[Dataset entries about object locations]
— begin —
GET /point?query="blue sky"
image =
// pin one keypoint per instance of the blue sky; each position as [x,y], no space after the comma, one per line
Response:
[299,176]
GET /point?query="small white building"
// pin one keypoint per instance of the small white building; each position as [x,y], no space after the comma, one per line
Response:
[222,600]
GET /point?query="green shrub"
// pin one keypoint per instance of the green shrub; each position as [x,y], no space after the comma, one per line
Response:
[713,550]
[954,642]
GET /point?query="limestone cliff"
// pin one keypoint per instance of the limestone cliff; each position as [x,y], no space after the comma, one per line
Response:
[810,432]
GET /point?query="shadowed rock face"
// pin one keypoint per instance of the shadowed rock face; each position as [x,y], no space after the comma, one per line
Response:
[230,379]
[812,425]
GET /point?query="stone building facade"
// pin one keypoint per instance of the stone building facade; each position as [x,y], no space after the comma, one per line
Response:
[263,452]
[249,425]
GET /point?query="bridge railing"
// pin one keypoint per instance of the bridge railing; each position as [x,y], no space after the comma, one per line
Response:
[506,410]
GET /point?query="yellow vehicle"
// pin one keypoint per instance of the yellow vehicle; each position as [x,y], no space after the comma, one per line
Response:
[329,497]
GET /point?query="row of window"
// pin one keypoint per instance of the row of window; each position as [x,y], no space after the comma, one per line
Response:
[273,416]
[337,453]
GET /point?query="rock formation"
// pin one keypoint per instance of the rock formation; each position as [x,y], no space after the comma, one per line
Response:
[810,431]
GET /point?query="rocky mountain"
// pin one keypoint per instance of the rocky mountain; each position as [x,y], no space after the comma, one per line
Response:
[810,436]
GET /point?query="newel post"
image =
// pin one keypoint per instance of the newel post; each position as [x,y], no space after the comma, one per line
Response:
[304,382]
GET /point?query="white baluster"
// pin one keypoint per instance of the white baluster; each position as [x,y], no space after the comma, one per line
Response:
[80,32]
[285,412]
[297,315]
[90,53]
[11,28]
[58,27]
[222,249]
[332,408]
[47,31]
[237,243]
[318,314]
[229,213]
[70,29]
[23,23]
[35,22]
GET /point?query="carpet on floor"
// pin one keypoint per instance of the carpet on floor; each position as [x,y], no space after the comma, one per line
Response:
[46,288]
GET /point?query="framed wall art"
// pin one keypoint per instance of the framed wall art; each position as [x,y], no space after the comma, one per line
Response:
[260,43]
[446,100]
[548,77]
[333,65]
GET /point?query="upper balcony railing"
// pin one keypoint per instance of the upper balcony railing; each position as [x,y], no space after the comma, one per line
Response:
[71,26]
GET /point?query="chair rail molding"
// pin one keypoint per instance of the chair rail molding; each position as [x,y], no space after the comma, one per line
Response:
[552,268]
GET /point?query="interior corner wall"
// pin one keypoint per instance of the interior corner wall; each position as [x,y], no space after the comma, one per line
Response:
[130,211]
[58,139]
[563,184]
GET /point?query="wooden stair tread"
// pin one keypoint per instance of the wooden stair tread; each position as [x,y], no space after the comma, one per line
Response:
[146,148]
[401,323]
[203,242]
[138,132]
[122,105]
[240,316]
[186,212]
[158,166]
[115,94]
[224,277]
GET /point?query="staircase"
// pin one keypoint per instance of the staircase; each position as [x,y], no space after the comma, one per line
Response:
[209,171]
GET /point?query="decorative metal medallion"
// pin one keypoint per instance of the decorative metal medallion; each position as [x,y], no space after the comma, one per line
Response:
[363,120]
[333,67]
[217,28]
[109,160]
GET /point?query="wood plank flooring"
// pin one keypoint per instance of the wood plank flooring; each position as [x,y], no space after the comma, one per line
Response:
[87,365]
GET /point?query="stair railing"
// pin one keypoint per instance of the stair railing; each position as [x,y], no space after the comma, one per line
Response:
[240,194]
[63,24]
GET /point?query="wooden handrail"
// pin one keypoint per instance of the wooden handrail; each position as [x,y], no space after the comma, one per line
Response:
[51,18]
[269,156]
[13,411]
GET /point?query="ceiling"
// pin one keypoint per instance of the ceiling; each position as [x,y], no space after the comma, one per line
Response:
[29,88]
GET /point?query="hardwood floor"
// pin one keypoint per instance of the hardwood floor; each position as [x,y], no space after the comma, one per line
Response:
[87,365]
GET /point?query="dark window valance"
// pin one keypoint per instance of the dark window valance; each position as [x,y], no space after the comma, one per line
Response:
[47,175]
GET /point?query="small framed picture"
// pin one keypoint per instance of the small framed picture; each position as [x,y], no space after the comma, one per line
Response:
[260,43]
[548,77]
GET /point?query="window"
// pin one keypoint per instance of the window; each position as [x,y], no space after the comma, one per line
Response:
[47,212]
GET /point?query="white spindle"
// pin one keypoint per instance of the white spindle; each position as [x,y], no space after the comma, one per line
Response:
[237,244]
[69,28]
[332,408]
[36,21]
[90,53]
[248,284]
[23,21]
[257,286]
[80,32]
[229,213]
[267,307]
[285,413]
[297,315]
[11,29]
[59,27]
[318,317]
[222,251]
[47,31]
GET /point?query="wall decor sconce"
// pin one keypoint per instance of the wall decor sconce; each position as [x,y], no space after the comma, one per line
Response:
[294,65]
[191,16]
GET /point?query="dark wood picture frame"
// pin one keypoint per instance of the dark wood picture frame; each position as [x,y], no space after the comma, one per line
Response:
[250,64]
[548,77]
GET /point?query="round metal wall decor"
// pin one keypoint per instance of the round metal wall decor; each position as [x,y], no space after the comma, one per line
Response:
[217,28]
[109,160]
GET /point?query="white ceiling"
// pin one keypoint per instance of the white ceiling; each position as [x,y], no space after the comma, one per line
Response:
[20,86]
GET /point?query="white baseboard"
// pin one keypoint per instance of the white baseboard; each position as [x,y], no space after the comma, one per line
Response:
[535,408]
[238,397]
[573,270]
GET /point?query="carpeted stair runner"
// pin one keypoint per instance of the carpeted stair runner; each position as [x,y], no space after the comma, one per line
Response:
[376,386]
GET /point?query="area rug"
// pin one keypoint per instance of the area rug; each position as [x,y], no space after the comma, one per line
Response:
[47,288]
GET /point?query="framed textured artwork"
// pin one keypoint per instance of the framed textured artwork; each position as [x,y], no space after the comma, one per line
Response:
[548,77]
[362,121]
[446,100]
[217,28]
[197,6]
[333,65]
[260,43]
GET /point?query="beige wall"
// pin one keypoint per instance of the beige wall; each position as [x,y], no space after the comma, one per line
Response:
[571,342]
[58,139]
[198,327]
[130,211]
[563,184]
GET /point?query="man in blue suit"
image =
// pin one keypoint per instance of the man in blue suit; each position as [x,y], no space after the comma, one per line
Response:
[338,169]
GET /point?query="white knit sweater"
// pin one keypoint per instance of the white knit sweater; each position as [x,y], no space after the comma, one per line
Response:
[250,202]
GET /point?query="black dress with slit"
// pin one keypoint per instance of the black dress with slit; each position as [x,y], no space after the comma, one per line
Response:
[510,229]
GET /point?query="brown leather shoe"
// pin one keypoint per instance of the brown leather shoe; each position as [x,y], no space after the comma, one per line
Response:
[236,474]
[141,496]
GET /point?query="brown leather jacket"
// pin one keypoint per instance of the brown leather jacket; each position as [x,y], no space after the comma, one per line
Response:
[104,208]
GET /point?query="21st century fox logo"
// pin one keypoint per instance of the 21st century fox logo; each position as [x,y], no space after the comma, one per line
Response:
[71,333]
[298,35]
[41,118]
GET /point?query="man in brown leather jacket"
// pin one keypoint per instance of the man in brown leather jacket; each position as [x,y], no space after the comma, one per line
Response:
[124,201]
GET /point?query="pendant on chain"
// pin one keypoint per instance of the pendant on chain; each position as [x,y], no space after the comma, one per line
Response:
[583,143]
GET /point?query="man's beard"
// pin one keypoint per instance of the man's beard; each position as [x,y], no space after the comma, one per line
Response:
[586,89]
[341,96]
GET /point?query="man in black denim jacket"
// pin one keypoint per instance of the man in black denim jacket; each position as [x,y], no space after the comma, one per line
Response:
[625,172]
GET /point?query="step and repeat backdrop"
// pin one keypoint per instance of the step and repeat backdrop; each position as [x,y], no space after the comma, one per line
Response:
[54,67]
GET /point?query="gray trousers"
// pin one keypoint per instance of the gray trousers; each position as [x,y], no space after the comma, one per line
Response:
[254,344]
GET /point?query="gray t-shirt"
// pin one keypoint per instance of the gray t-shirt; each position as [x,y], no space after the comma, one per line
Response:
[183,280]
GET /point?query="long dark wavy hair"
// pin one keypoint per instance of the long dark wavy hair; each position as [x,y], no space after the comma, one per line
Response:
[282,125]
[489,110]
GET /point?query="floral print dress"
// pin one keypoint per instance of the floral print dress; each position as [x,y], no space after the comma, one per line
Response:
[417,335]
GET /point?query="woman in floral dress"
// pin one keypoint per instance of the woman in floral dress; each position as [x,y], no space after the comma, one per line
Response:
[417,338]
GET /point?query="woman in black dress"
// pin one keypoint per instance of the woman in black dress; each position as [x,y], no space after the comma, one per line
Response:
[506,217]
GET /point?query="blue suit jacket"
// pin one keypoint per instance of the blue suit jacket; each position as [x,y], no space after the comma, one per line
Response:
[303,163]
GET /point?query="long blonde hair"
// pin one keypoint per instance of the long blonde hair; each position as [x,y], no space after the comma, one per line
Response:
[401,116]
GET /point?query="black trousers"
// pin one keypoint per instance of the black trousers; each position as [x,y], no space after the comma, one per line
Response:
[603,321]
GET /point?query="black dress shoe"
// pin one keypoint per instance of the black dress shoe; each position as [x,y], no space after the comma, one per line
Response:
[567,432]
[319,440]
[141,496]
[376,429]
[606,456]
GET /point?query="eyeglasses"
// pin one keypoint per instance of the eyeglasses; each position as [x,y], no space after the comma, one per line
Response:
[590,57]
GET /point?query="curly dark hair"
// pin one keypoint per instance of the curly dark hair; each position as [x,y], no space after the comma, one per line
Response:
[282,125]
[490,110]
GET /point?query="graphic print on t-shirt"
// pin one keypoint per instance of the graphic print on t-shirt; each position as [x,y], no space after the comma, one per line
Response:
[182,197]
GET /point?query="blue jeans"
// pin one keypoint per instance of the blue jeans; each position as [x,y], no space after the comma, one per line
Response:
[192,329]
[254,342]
— end —
**THE EXERCISE**
Please pull out every line in the entries above that contains the string "face", copying each one unchanged. Treat the match as case-sensitive.

**WRITTEN SOLUTION**
GET /point?query="shadowed rock face"
// pin one keypoint per instance of the shadowed rock face; each position as [x,y], no space after the comma, one per line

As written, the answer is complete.